#### CHALLENGE 1:
Count the lines of the records below that contain the word "hair", and reply with that number alone.

#### SELECTED EXCERPT:
__________

# Advanced Modules

* [Collections](#collections)
* [OS module](#os_module)
* [Datetime](#datetime)
* [Math](#math)
* [Random](#random)
* [Python Debugger](#debugger)
* [Regular Expressions](#reg_express)
* [Timeit](#timeit)
* [Unzipping and Zipping Modules](#zip_unzip)

<a id='collections'></a>
## Collections<br>
Implements specialized container datatypes (e.g. dictionaries, tuples)


In [None]:
from collections import Counter

In [None]:
mylist = [1,1,2,2,2,3,3,3,3,4,4,5,6,6,7,8,8,8]

In [None]:
Counter(mylist)

In [None]:
newlist = ['a','a','b','b','b',5,5,10,11,11,11]

In [None]:
Counter(newlist)

Counter is a specialized dictionary

In [None]:
Counter('aaaabbbbbbeeeerrrrffffff')

In [None]:
sentence = "Words on words on sentences on phrases"

In [None]:
Counter(sentence.lower().split())

In [None]:
letters = "sdkajhsldkfjhsa"

In [None]:
c = Counter(letters)

In [None]:
c

In [None]:
c.most_common()

__________

#### CHALLENGE 2:
Reproduce the stretch of the Advanced Modules page above from "# Advanced Modules" through "and Zipping Modules](#zip_unzip)", character for character.

__________

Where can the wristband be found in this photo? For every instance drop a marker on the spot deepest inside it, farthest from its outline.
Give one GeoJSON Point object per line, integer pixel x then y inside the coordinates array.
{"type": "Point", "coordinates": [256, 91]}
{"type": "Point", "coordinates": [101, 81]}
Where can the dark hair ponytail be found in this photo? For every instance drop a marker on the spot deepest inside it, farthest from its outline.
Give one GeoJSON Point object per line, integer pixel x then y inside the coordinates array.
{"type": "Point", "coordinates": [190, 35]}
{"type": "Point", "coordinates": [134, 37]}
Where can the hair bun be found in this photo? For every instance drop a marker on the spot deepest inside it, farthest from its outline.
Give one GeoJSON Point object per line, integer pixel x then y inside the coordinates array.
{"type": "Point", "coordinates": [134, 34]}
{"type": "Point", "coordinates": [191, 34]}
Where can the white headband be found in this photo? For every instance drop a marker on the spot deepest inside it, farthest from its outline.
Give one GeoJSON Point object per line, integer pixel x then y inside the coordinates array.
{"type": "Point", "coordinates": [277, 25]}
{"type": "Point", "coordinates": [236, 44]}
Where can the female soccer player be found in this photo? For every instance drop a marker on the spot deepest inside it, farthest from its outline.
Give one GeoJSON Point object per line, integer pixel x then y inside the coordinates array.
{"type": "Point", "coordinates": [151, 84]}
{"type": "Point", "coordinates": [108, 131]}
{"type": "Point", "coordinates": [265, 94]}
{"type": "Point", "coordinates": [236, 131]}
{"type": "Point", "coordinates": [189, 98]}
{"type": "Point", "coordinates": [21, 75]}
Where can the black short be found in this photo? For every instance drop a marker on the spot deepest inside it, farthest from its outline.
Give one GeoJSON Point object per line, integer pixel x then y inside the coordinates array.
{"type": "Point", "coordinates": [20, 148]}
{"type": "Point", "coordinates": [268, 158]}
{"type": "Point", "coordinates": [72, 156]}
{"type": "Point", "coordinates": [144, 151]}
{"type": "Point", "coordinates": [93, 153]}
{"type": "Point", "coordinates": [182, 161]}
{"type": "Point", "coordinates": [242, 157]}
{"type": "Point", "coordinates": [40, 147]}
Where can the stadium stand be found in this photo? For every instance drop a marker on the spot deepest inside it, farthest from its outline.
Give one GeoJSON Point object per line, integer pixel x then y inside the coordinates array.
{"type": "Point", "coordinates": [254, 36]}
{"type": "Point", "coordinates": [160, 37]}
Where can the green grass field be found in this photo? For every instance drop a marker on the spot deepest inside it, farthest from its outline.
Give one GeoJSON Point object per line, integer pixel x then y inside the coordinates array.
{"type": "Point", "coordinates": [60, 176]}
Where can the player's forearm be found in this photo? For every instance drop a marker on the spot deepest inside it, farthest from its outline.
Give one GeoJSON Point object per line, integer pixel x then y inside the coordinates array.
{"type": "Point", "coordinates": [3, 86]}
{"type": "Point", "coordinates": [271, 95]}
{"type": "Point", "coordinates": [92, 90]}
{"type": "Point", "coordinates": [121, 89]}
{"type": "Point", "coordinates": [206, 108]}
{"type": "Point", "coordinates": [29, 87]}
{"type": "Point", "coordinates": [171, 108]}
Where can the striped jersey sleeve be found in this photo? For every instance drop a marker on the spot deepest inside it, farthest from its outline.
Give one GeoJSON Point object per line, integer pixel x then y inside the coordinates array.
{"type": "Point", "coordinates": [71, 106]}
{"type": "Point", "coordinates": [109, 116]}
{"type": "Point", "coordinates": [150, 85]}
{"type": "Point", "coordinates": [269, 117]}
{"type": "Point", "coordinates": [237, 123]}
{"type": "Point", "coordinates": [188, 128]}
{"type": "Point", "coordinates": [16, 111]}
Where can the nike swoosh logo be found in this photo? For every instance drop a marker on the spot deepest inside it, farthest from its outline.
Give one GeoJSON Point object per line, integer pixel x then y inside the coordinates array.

__________

#### FULL RESPONSE 1:
2

#### FULL RESPONSE 2:
# Advanced Modules

* [Collections](#collections)
* [OS module](#os_module)
* [Datetime](#datetime)
* [Math](#math)
* [Random](#random)
* [Python Debugger](#debugger)
* [Regular Expressions](#reg_express)
* [Timeit](#timeit)
* [Unzipping and Zipping Modules](#zip_unzip)